### SHORT TASK
Write out every item below again, requests included, scaling each coordinate in the answers by 0.65 and rounding it to a whole number, with halves rounded up. Leave the pictures out of your reply.

### EXCERPTED RECORDS
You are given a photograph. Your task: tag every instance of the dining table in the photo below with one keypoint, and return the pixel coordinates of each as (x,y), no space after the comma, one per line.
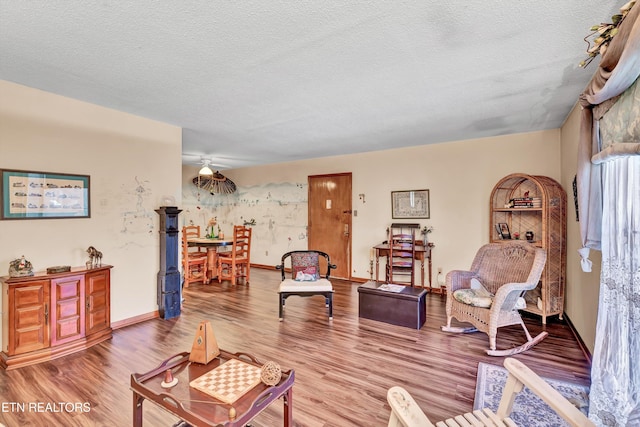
(213,246)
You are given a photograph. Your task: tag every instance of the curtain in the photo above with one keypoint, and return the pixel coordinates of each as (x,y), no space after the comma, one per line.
(618,69)
(615,373)
(609,202)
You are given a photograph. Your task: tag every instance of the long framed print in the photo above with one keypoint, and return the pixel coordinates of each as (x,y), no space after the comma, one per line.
(32,195)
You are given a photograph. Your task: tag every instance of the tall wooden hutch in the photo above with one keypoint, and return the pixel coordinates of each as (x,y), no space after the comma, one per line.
(535,204)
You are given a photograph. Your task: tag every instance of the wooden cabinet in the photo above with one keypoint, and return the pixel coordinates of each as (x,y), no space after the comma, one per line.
(537,205)
(97,297)
(46,316)
(28,319)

### FINAL ANSWER
You are given a photograph. Your task: tag every instance of the dining table in the photo below with one keypoint, and return the pixel coordinates of each as (x,y), no space after the comma, one per line.
(138,160)
You are given a photograph. Your task: tag every instance of the curtain in the photo above with one keypoint, and return the pixel coordinates of each as (x,y), no space after the comma, one per line.
(402,45)
(400,242)
(396,131)
You are given a photograph. Your task: tag every instance of the long framed print in the photo above with one keypoint, and return the pixel coordinates of each as (x,y), no space after the comma, one per line.
(21,127)
You are given a photograph. Your task: tag every instance of the tall wooden hutch in the photo above with one keypoint, and return the pixel coordinates of each as (x,y), no space after the comma, one per line.
(348,133)
You are given a photograph. Your task: tag every instance of the wooden cabinet in the photo above with one keypoint, and return the pixel coordinates of each as (x,y), no space after the comma, one per line.
(349,133)
(63,193)
(30,205)
(18,207)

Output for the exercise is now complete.